Content starts

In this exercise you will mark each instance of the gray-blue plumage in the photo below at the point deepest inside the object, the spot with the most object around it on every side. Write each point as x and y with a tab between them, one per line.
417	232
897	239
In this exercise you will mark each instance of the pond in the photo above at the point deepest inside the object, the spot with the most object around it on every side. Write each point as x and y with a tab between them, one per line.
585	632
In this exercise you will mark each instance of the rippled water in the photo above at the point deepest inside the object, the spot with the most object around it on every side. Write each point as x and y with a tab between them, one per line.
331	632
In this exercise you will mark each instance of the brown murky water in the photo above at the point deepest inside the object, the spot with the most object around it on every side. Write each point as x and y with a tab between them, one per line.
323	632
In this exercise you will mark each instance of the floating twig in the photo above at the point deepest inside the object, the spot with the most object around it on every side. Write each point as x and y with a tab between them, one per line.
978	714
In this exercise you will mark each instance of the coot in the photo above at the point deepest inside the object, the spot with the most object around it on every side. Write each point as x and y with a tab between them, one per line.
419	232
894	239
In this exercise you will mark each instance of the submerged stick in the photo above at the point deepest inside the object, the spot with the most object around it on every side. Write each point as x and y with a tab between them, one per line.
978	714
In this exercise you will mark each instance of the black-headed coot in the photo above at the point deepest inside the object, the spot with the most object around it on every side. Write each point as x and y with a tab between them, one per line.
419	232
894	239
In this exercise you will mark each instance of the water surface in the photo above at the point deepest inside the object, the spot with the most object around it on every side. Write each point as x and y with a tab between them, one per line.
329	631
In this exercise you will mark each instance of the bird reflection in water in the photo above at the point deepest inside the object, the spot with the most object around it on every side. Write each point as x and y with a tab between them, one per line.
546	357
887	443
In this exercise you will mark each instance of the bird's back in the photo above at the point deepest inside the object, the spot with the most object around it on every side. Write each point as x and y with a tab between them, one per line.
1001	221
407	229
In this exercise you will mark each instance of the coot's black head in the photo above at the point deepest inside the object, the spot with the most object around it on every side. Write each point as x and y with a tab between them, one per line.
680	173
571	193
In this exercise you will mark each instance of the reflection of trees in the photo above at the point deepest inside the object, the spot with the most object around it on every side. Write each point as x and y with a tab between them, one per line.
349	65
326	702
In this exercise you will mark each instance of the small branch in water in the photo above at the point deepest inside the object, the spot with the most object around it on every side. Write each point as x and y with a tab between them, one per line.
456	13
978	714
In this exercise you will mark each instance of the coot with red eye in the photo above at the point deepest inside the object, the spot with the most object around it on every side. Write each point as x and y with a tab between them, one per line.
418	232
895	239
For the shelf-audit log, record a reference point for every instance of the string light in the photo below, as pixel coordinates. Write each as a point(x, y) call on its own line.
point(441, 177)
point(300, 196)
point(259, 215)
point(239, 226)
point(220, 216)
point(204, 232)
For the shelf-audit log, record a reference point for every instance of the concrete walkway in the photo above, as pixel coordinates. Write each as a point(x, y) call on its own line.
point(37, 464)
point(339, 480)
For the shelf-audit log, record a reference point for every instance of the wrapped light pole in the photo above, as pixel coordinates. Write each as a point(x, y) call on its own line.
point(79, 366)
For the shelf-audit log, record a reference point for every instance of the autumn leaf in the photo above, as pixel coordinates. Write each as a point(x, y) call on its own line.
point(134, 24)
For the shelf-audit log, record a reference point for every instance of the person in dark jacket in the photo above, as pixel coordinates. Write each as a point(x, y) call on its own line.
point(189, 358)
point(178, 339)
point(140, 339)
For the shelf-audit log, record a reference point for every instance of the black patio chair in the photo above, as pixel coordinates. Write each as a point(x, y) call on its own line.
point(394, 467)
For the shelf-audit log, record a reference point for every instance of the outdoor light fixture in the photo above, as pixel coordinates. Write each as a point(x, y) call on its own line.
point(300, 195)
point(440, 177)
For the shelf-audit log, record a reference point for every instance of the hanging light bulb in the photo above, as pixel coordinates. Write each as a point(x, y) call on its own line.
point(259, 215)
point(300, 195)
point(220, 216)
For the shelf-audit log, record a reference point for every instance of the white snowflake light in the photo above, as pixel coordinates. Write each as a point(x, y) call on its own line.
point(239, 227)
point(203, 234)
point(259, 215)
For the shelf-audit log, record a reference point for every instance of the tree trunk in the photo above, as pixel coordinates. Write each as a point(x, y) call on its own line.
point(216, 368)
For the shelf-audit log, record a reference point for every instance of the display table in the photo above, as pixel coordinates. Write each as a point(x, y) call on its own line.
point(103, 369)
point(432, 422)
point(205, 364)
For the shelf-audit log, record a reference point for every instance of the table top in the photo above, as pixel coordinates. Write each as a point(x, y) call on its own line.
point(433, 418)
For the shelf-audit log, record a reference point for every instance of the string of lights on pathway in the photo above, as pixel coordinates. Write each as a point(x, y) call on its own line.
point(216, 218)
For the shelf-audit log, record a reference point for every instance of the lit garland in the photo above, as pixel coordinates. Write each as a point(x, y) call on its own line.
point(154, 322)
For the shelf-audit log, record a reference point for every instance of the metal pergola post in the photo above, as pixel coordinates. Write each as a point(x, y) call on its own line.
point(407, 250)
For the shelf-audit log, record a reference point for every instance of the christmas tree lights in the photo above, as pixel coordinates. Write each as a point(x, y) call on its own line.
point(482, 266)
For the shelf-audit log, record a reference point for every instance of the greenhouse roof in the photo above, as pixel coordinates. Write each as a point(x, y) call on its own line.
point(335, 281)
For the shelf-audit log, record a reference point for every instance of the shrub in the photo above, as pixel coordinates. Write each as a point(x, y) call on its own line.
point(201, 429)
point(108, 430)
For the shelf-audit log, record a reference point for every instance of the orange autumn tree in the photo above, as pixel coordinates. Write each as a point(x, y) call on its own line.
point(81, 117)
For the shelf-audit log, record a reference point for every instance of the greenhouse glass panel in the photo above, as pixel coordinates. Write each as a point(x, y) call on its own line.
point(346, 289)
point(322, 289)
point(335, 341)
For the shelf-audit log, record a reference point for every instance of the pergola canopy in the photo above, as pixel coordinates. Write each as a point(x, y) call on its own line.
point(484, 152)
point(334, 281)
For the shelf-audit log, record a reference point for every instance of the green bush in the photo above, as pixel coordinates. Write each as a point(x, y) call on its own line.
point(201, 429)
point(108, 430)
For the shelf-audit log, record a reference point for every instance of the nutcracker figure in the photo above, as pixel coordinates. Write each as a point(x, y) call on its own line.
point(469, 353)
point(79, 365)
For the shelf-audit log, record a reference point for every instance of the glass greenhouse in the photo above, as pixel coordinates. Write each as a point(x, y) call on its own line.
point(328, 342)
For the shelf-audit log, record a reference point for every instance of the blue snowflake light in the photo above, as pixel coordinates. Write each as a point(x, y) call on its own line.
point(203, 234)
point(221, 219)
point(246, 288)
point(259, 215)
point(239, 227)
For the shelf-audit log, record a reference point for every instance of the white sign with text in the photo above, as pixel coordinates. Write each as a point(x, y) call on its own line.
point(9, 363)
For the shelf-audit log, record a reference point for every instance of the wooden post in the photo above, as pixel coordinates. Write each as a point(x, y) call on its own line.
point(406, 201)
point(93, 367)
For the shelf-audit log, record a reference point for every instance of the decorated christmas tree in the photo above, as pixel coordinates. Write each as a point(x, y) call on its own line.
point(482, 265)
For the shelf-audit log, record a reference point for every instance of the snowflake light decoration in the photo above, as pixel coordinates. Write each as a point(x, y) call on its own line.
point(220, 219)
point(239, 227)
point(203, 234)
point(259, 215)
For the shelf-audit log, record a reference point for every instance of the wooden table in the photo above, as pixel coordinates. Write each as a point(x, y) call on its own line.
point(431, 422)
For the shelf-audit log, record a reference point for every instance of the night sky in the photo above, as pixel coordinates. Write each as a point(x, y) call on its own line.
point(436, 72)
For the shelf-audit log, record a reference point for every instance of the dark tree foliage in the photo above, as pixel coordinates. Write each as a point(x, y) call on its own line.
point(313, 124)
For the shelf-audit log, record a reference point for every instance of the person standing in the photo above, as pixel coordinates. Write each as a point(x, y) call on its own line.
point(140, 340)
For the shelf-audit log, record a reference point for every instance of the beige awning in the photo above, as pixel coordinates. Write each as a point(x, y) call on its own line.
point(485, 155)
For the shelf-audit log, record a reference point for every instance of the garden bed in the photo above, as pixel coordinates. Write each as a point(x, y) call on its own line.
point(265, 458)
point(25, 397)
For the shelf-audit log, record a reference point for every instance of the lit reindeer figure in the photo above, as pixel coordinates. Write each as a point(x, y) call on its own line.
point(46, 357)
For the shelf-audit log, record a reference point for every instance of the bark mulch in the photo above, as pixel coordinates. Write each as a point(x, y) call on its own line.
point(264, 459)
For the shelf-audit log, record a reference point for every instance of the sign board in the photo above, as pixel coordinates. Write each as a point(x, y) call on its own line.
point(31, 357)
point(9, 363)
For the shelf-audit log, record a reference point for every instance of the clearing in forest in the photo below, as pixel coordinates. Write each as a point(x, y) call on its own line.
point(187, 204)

Content ends

Everything from the line with "the lit reindeer" to the end of the listing above is to be set down exactly, both ends included.

## OUTPUT FOR THIS TASK
For the shelf-audit log, record a reference point for every instance of the lit reindeer figure in the photo above, as pixel coordinates. Write each as a point(x, y) call on its own line.
point(46, 357)
For the shelf-audit log, record a reference point for every instance of the bark mulch in the photo above, as pixel coordinates. Write each as a point(x, y) call on its own line.
point(264, 459)
For the shelf-audit log, record a reference point for every instance of the sign board in the photo above, as pixel coordinates. Write each as a point(x, y) call on its own line.
point(31, 357)
point(9, 363)
For the shelf-audit log, record a reference point for every instance of the clearing in forest in the photo below, as pixel coordinates. Write each as a point(x, y) call on its own line.
point(187, 204)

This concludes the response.